Exactly reproduce the lines that follow.

(Entries from a dataset)
*****

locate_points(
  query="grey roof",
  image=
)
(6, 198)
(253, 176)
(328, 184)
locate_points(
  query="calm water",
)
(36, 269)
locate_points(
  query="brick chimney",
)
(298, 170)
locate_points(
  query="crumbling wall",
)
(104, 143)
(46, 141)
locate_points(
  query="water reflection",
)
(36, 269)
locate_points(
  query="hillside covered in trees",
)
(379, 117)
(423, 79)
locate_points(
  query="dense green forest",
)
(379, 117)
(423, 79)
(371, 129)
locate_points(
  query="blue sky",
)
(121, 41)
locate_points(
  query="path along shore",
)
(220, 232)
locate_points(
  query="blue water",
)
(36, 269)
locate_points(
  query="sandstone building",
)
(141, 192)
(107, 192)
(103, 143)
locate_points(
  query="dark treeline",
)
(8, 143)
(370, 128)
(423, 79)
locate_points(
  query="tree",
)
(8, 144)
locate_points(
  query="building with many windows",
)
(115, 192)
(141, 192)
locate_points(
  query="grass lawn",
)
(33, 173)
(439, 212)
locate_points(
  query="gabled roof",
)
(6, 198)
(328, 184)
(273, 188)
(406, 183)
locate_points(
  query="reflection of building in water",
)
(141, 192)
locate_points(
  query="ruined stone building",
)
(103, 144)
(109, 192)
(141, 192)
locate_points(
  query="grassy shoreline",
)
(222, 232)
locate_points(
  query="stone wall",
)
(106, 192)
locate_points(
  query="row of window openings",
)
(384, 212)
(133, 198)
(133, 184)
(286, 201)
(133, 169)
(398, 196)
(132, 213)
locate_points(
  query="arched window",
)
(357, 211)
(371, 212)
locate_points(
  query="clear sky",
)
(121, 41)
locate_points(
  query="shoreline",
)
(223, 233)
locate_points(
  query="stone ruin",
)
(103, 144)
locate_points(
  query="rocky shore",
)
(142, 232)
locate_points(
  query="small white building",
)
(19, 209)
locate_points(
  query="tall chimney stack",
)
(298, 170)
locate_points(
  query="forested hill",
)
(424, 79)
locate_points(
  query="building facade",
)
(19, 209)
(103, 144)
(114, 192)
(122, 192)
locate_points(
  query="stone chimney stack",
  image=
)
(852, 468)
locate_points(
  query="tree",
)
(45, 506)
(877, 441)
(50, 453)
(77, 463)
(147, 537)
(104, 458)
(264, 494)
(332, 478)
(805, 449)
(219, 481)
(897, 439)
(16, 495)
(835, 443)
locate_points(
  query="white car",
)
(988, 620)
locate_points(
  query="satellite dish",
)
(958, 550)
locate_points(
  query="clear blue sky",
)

*****

-- Complete output --
locate_points(
  query="grey roof",
  image=
)
(6, 198)
(253, 176)
(328, 184)
locate_points(
  query="calm water",
)
(36, 269)
locate_points(
  query="brick chimney",
)
(298, 170)
locate_points(
  query="crumbling wall",
)
(104, 143)
(46, 141)
locate_points(
  query="water reflection",
)
(36, 269)
locate_points(
  query="hillside covered in trees",
)
(379, 117)
(423, 79)
locate_points(
  query="dense green forest",
)
(379, 117)
(423, 79)
(371, 129)
locate_points(
  query="blue sky",
)
(121, 41)
locate_points(
  query="path along shore",
)
(220, 232)
locate_points(
  query="blue water",
)
(36, 269)
locate_points(
  query="sandstone building",
)
(141, 192)
(107, 192)
(103, 143)
locate_points(
  query="dark treeline",
)
(8, 143)
(370, 128)
(423, 79)
locate_points(
  query="tree",
)
(8, 144)
locate_points(
  query="building with many windows",
)
(115, 192)
(141, 192)
locate_points(
  query="grass lawn",
)
(33, 173)
(439, 212)
locate_points(
  query="gabled roof",
)
(6, 198)
(328, 184)
(273, 188)
(406, 183)
locate_points(
  query="reflection of building in water",
)
(141, 192)
locate_points(
  query="ruined stone building",
)
(103, 144)
(109, 192)
(141, 192)
locate_points(
  query="grassy shoreline",
)
(222, 232)
locate_points(
  query="stone wall",
)
(106, 192)
locate_points(
  query="row of window openings",
)
(384, 212)
(133, 198)
(133, 184)
(286, 201)
(133, 169)
(398, 196)
(132, 213)
locate_points(
  query="arched window",
)
(357, 211)
(371, 212)
locate_points(
  query="clear sky",
)
(121, 41)
locate_points(
  query="shoreline",
)
(223, 233)
locate_points(
  query="stone ruin",
)
(103, 144)
locate_points(
  query="rocky shore",
)
(142, 232)
locate_points(
  query="small white building",
)
(19, 209)
locate_points(
  query="tall chimney stack",
)
(298, 170)
locate_points(
  query="forested hill",
)
(424, 79)
locate_points(
  query="building facade",
)
(19, 209)
(103, 144)
(114, 192)
(122, 192)
locate_points(
  query="stone chimney stack",
  image=
)
(852, 468)
locate_points(
  query="tree",
)
(45, 506)
(877, 441)
(50, 453)
(77, 463)
(147, 537)
(104, 458)
(264, 494)
(332, 478)
(805, 449)
(219, 481)
(897, 439)
(16, 495)
(835, 443)
locate_points(
  query="white car",
)
(988, 620)
locate_points(
  query="satellite dish",
)
(958, 550)
locate_points(
  query="clear blue sky",
)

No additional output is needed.